#### [Given task]
In the KVM patch review reply below, copy the passage from "Okay, I will change" up to and including "void kvm_clean_pgd(pgd_t *pgd)".

# Start of Extracted text

Okay, I will change it.

> >  #ifndef __ASSEMBLY__
> >
> >  #include <asm/cacheflush.h>
> > @@ -94,6 +99,11 @@ static inline void kvm_clean_pgd(pgd_t *pgd)
> >  	clean_dcache_area(pgd, PTRS_PER_S2_PGD * sizeof(pgd_t));  }
> >
> > +static inline void kvm_clean_pmd(pmd_t *pmd) {
> > +	clean_dcache_area(pmd, PTRS_PER_PMD * sizeof(pmd_t)); }
> > +
> >  static inline void kvm_clean_pmd_entry(pmd_t *pmd)  {
> >  	clean_pmd_entry(pmd);
> > diff --git a/arch/arm/kvm/mmu.c b/arch/arm/kvm/mmu.c index
> > 80bb1e6..3ffbdfb 100644
> > --- a/arch/arm/kvm/mmu.c
> > +++ b/arch/arm/kvm/mmu.c
> > @@ -388,13 +388,44 @@ static int create_hyp_pmd_mappings(pud_t *pud, unsigned long start,
> >  	return 0;
> >  }
> >
> > +static int create_hyp_pud_mappings(pgd_t *pgd, unsigned long start,
> > +				   unsigned long end, unsigned long pfn,
> > +				   pgprot_t prot)
> > +{
> > +	pud_t *pud;
> > +	pmd_t *pmd;
> > +	unsigned long addr, next;
> > +
> > +	addr = start;
> > +	do {
> > +		pud = pud_offset(pgd, addr);
> > +
> > +		if (pud_none_or_clear_bad(pud)) {
> > +			pmd = pmd_alloc_one(NULL, addr);
> > +			if (!pmd) {
> > +				kvm_err("Cannot allocate Hyp pmd\n");
> > +				return -ENOMEM;
> > +			}
> > +			pud_populate(NULL, pud, pmd);
> > +			get_page(virt_to_page(pud));
> > +			kvm_flush_dcache_to_poc(pud, sizeof(*pud));
> > +		}
> > +
> > +		next = pud_addr_end(addr, end);
> > +
> > +		create_hyp_pmd_mappings(pud, addr, next, pfn, prot);
> > +		pfn += (next - addr) >> PAGE_SHIFT;
> > +	} while (addr = next, addr != end);
> > +
> > +	return 0;
> > +}
> > +
> >  static int __create_hyp_mappings(pgd_t *pgdp,
> >  				 unsigned long start, unsigned long end,
> >  				 unsigned long pfn, pgprot_t prot)  {
> >  	pgd_t *pgd;
> >  	pud_t *pud;
> > -	pmd_t *pmd;
> >  	unsigned long addr, next;
> >  	int err = 0;
> >
> > @@ -403,22 +434,23 @@ static int __create_hyp_mappings(pgd_t *pgdp,
> >  	end = PAGE_ALIGN(end);
> >  	do {
> >  		pgd = pgdp + pgd_index(addr);
> > -		pud = pud_offset(pgd, addr);
> >
> > -		if (pud_none_or_clear_bad(pud)) {
> > -			pmd = pmd_alloc_one(NULL, addr);
> > -			if (!pmd) {
> > -				kvm_err("Cannot allocate Hyp pmd\n");
> > +		if (pgd_none(*pgd)) {
> > +			pud = pud_alloc_one(NULL, addr);
> > +			if (!pud) {
> > +				kvm_err("Cannot allocate Hyp pud\n");
> >  				err = -ENOMEM;
> >  				goto out;
> >  			}
> > -			pud_populate(NULL, pud, pmd);
> > -			get_page(virt_to_page(pud));
> > -			kvm_flush_dcache_to_poc(pud, sizeof(*pud));
> > +			pgd_populate(NULL, pgd, pud);
> > +			get_page(virt_to_page(pgd));
> > +			kvm_flush_dcache_to_poc(pgd, sizeof(*pgd));
> >  		}
> >
> >  		next = pgd_addr_end(addr, end);
> > -		err = create_hyp_pmd_mappings(pud, addr, next, pfn, prot);
> > +
> > +		err = create_hyp_pud_mappings(pgd, addr, next, pfn, prot);
> > +
> 
> super nit: this whitespacing looks weird

Okay, I will fix it.

# End of Extracted text
# Start of Excerpted data

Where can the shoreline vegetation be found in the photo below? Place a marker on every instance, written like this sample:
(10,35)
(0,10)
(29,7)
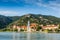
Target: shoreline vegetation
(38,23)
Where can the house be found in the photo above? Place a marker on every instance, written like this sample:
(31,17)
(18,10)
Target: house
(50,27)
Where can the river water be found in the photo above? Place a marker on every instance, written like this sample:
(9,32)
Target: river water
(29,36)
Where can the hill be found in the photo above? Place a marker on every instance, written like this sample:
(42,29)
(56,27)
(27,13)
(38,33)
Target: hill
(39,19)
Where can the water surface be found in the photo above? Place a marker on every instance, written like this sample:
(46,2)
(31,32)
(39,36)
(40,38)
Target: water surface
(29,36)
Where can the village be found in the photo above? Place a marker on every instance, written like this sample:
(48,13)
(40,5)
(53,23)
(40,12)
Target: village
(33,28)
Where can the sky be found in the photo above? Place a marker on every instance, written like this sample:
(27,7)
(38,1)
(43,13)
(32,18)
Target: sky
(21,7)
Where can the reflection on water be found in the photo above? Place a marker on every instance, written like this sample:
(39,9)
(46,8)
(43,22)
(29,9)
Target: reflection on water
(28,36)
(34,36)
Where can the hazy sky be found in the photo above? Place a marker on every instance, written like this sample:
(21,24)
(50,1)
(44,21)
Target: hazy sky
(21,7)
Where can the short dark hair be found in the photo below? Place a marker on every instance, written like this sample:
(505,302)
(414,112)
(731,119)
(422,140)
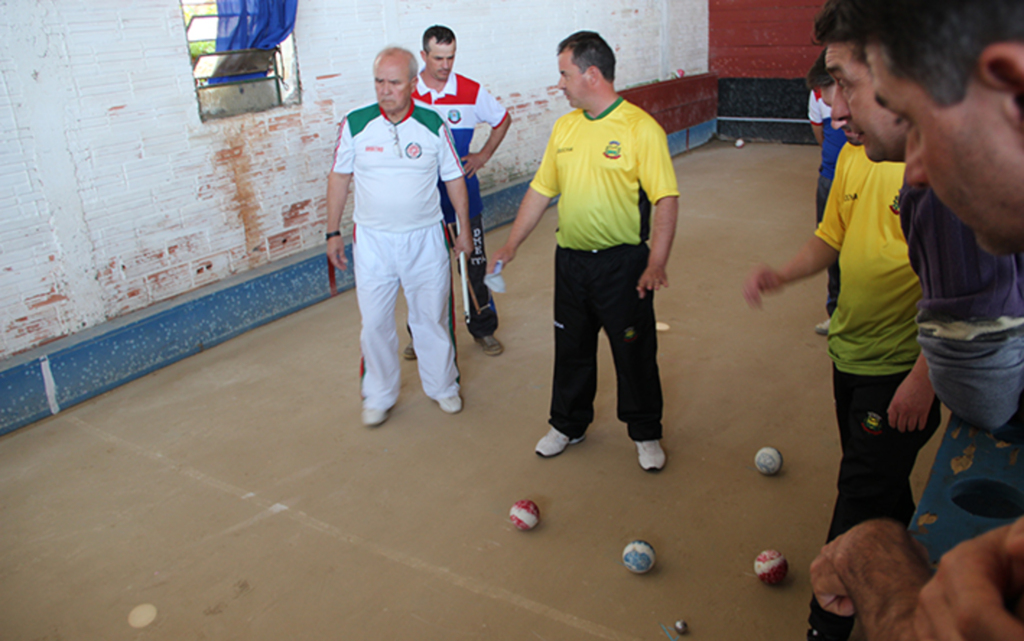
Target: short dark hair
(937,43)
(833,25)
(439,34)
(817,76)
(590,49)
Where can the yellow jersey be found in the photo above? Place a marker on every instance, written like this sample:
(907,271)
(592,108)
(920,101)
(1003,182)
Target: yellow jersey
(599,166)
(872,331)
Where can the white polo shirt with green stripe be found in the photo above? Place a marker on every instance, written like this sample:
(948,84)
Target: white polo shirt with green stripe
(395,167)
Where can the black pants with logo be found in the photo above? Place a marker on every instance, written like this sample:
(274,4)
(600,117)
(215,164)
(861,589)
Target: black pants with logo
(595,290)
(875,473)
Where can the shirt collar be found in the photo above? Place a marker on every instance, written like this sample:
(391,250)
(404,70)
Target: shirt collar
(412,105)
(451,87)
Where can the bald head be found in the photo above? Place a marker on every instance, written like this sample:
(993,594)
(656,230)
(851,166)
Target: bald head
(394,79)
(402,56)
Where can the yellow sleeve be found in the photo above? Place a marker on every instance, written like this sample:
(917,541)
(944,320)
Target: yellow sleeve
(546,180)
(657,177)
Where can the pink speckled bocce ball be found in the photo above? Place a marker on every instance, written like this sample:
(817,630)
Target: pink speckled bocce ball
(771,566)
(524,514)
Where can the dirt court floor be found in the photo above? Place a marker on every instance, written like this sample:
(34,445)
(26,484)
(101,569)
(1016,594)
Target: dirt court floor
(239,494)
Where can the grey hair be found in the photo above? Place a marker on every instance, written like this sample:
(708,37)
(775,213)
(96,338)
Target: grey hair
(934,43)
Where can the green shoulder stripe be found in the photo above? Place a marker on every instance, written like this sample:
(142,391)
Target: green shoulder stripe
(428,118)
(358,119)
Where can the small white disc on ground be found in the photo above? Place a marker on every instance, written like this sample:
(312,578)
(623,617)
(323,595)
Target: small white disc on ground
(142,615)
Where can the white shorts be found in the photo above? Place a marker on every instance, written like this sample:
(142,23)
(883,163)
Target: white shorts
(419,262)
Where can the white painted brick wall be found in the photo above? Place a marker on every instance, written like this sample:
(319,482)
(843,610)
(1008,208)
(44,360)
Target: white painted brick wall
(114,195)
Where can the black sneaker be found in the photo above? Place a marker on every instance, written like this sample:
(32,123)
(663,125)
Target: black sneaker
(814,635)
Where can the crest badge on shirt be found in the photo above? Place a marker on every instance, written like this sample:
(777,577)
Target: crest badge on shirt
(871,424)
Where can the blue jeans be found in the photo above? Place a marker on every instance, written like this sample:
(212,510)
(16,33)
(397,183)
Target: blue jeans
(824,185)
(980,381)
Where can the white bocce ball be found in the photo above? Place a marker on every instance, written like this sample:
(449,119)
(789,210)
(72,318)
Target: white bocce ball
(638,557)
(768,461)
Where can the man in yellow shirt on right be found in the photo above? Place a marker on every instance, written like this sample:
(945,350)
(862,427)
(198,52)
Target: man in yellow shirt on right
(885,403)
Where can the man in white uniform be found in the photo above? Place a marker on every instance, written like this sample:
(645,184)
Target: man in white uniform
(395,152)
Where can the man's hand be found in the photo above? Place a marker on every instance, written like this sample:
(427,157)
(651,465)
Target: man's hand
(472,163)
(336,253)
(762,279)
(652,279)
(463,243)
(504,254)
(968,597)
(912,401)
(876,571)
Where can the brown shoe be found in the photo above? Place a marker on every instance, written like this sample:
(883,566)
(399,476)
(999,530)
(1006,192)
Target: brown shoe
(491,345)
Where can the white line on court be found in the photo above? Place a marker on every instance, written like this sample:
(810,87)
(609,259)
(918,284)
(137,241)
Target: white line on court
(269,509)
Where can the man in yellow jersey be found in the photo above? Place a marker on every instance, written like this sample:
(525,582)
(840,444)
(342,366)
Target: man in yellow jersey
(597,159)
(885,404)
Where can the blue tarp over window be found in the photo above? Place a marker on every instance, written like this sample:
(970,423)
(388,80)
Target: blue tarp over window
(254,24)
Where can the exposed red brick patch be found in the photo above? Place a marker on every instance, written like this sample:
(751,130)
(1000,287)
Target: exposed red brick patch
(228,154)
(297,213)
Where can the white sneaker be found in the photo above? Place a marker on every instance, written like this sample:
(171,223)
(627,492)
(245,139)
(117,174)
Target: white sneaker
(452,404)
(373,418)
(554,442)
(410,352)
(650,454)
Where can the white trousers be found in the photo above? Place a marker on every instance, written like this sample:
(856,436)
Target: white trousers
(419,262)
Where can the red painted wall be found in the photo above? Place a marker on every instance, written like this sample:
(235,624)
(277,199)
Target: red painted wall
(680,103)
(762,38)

# End of Excerpted data

#### [The output]
Okay, I will change it.

> >  #ifndef __ASSEMBLY__
> >
> >  #include <asm/cacheflush.h>
> > @@ -94,6 +99,11 @@ static inline void kvm_clean_pgd(pgd_t *pgd)